**YOUR TASK:** Each line from the line containing "I'm trying to find the riverbank" through the last line of the entries is to be reproduced exactly as it stands.

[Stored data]
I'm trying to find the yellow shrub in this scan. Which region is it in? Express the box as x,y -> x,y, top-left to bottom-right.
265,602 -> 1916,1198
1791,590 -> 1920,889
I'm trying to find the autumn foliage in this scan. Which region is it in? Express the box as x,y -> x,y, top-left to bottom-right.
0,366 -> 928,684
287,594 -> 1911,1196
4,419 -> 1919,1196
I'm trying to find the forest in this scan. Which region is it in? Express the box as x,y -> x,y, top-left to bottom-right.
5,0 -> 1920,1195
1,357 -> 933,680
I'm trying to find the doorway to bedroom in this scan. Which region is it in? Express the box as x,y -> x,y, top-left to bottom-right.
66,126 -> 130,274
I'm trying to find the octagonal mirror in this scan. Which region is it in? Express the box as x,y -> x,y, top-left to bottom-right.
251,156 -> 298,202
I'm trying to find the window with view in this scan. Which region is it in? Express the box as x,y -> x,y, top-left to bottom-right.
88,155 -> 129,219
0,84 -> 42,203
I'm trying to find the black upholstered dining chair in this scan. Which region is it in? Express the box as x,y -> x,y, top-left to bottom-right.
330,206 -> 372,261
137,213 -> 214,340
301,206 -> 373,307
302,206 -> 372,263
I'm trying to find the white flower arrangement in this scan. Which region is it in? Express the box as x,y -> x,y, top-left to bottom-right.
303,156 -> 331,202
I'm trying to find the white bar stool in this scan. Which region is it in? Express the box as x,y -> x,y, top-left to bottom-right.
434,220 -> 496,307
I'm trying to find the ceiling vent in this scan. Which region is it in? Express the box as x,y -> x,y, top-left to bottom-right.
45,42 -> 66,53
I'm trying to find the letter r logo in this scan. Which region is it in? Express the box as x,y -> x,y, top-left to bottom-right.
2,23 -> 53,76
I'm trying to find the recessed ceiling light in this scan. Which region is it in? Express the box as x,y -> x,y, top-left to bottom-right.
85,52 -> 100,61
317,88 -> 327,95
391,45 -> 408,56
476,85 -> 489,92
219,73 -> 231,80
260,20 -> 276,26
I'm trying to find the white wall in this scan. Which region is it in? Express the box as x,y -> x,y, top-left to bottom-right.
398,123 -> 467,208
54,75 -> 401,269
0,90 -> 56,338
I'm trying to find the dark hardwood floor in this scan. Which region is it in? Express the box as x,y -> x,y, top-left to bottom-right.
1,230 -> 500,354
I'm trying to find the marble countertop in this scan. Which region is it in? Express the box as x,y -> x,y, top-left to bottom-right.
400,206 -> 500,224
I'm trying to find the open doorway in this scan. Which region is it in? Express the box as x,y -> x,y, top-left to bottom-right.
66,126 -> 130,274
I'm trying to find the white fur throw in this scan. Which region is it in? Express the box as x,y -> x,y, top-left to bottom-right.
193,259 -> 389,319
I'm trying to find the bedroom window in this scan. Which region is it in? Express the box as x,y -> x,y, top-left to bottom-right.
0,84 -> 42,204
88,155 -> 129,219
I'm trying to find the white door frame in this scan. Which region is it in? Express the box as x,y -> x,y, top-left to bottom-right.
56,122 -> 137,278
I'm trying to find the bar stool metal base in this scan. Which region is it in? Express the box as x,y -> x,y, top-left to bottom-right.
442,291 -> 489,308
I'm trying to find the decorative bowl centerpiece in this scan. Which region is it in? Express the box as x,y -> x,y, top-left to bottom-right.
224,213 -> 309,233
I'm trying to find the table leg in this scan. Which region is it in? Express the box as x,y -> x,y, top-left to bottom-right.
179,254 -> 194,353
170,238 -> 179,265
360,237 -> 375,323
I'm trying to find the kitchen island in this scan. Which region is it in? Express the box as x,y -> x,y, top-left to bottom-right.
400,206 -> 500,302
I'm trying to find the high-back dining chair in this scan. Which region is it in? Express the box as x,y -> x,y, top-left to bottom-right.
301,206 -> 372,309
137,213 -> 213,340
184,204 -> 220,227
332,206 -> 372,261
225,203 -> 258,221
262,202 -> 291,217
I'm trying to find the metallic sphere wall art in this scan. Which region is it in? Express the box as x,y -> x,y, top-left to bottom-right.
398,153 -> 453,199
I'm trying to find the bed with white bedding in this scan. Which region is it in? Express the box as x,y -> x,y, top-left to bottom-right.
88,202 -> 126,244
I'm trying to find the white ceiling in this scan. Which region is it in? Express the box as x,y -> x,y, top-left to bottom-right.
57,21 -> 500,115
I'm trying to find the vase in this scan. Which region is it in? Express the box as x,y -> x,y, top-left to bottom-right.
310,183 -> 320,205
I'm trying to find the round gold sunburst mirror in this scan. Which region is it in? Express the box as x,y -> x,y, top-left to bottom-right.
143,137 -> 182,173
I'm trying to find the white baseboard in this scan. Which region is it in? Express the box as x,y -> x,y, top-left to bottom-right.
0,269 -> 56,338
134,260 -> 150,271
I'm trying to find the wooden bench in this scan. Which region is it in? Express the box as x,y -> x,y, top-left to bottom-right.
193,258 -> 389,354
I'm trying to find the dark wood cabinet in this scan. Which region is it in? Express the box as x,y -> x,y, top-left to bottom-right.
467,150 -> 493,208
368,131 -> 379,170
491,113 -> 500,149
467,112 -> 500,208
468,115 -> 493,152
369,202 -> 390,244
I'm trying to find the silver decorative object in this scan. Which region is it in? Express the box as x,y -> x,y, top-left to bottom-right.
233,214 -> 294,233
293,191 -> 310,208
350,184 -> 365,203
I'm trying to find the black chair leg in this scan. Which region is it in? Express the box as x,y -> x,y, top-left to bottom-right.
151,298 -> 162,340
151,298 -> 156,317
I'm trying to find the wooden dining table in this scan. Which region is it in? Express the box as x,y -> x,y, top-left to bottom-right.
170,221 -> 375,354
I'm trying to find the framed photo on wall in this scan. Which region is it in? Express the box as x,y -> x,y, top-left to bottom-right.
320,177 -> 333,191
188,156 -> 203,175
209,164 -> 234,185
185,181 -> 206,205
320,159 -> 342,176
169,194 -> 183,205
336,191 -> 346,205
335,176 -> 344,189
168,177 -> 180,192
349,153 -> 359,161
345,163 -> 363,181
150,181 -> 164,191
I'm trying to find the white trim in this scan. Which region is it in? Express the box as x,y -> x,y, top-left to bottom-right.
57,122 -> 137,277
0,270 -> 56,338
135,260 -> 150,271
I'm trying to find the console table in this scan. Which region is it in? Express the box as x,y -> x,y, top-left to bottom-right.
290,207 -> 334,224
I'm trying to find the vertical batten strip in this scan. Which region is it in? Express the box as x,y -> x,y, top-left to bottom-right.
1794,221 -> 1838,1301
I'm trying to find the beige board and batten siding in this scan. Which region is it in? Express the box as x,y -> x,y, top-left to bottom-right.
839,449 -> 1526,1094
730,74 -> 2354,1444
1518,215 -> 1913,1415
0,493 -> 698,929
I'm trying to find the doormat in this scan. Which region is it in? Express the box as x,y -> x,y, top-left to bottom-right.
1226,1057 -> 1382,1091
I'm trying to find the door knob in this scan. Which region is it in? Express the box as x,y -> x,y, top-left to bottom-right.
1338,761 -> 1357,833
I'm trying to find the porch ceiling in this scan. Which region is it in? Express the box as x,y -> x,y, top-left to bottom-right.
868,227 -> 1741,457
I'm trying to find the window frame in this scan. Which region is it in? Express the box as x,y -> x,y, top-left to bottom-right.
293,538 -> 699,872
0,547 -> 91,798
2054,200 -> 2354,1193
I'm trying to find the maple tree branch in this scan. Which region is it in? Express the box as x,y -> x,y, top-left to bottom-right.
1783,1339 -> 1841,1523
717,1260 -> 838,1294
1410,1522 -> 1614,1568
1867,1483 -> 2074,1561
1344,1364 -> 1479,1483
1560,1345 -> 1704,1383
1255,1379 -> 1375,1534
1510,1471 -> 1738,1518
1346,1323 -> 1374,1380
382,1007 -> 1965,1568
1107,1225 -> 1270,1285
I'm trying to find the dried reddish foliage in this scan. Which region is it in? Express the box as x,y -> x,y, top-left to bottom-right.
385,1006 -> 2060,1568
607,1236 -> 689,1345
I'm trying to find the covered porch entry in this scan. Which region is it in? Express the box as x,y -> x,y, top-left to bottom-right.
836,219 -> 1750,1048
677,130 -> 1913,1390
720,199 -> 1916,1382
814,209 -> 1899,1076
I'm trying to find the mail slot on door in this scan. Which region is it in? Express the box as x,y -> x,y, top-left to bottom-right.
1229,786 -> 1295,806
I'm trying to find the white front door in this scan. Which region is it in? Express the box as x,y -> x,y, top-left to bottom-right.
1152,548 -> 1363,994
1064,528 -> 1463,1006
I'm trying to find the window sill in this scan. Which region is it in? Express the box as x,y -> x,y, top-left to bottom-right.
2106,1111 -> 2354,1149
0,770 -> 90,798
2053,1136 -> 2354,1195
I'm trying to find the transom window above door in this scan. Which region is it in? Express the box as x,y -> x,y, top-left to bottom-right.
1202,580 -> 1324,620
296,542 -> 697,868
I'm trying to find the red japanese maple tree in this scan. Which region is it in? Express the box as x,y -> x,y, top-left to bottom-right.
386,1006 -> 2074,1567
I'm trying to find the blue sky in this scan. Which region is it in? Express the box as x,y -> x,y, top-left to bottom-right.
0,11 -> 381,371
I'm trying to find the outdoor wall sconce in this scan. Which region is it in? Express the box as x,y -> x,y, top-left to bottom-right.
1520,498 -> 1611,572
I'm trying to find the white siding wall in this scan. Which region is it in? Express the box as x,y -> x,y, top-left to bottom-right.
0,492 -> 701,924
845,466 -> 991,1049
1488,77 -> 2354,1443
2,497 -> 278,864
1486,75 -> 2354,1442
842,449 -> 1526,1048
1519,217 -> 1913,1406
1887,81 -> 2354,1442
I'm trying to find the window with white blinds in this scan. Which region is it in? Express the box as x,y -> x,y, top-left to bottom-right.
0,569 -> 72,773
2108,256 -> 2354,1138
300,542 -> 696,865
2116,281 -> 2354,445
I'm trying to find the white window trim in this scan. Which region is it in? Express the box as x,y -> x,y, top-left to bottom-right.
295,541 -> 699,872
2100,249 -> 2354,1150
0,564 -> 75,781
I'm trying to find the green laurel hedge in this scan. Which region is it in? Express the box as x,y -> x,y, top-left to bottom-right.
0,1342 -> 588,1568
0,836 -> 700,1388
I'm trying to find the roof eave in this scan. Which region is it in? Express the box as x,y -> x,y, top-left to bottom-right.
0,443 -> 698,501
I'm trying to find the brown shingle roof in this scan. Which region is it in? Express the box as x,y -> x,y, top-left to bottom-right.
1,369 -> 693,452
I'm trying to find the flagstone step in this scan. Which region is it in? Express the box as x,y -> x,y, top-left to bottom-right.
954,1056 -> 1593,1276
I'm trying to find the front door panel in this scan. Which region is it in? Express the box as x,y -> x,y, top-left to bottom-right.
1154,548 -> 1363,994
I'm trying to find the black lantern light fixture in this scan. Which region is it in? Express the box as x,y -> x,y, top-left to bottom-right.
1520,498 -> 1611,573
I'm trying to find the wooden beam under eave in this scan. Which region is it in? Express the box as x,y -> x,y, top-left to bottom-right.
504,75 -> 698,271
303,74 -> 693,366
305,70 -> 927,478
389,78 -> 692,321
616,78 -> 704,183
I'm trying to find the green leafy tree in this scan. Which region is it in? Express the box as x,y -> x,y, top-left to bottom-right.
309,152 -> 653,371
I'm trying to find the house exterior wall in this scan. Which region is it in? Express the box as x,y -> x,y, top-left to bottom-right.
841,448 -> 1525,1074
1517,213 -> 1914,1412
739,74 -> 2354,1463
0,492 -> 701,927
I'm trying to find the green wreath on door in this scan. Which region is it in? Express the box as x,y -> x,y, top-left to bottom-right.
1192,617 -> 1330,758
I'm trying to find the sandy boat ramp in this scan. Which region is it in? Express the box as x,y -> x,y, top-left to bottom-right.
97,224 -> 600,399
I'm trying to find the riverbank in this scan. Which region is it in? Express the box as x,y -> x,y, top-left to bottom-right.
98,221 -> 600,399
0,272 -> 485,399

**WRITTEN RESPONSE:**
I'm trying to find the riverbank in this scan. Which region is it in? Express the box as x,y -> x,y, top-left to bottom-right.
98,221 -> 600,399
0,272 -> 485,399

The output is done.